[Exercise inputs]

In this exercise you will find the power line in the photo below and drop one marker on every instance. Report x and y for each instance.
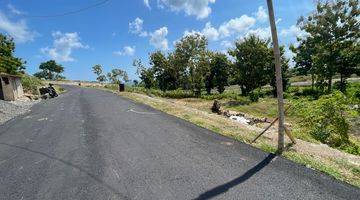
(69, 12)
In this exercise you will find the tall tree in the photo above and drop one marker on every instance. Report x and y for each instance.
(50, 70)
(284, 71)
(116, 76)
(304, 64)
(8, 62)
(163, 72)
(146, 75)
(219, 68)
(189, 52)
(252, 58)
(334, 28)
(97, 69)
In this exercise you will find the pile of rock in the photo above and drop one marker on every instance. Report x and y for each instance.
(237, 116)
(11, 109)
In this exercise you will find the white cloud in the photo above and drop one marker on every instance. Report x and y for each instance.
(261, 14)
(127, 51)
(63, 45)
(210, 32)
(226, 44)
(136, 27)
(158, 39)
(236, 25)
(14, 10)
(18, 30)
(293, 31)
(263, 33)
(147, 4)
(199, 8)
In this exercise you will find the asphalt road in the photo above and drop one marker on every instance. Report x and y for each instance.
(91, 144)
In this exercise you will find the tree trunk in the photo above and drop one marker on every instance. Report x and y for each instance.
(312, 81)
(329, 84)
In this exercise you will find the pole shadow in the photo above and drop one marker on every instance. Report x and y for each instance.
(225, 187)
(92, 176)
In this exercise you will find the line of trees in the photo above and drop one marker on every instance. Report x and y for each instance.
(8, 62)
(50, 70)
(115, 76)
(192, 66)
(329, 47)
(331, 44)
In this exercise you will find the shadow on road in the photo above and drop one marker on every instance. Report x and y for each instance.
(225, 187)
(95, 178)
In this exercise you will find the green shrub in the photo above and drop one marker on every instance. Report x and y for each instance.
(31, 84)
(326, 119)
(254, 96)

[/Exercise inputs]

Aim of the exercise >> A faithful copy of every record is needed here. Leave the images out of it.

Response to this exercise >>
In this exercise you will find the power line in the photo below and drop one marker on every instance. Report x and y for each instance.
(69, 12)
In this exercise you will find the tall tree in the photo above and drop one marker on every instance. Report x and y for each instance.
(50, 70)
(284, 71)
(116, 76)
(304, 64)
(8, 62)
(163, 72)
(146, 75)
(219, 68)
(189, 52)
(252, 58)
(334, 28)
(97, 69)
In this exercise you will find the pile of rock in the photo above and drop one marker on every instance. Report x and y for each instance.
(237, 116)
(11, 109)
In this exercise you will find the white cloud in the photo above and drop one marker on every instance. Report x and y for each instance.
(261, 14)
(127, 51)
(63, 45)
(210, 32)
(226, 44)
(136, 27)
(158, 39)
(236, 25)
(14, 10)
(18, 30)
(293, 31)
(263, 33)
(147, 4)
(199, 8)
In this exercise you will find the asphalt road in the photo above and drop one marker on every instance. Report x and y for each instance.
(91, 144)
In this exercise you will find the tree trunk in the photo above and drop one marker on every instance. Report x and y for each instance.
(312, 81)
(329, 84)
In this exercise you will find the pole shadow in the photo above and drop one marker on every instance. Report x and y for each instance.
(225, 187)
(92, 176)
In this exercise you will find the line of trees in the photo above and drop one marker on every instance. Report x and y for each instance.
(8, 62)
(50, 70)
(115, 76)
(192, 66)
(329, 47)
(331, 44)
In this exercise you will find the shadow on road in the photo above and drop one marker on every instance. Report x and y for each instance.
(225, 187)
(95, 178)
In this exercise you will find the green shrub in the photo above and drop one marker on every instance. Report x and y for each instance.
(31, 84)
(326, 119)
(254, 96)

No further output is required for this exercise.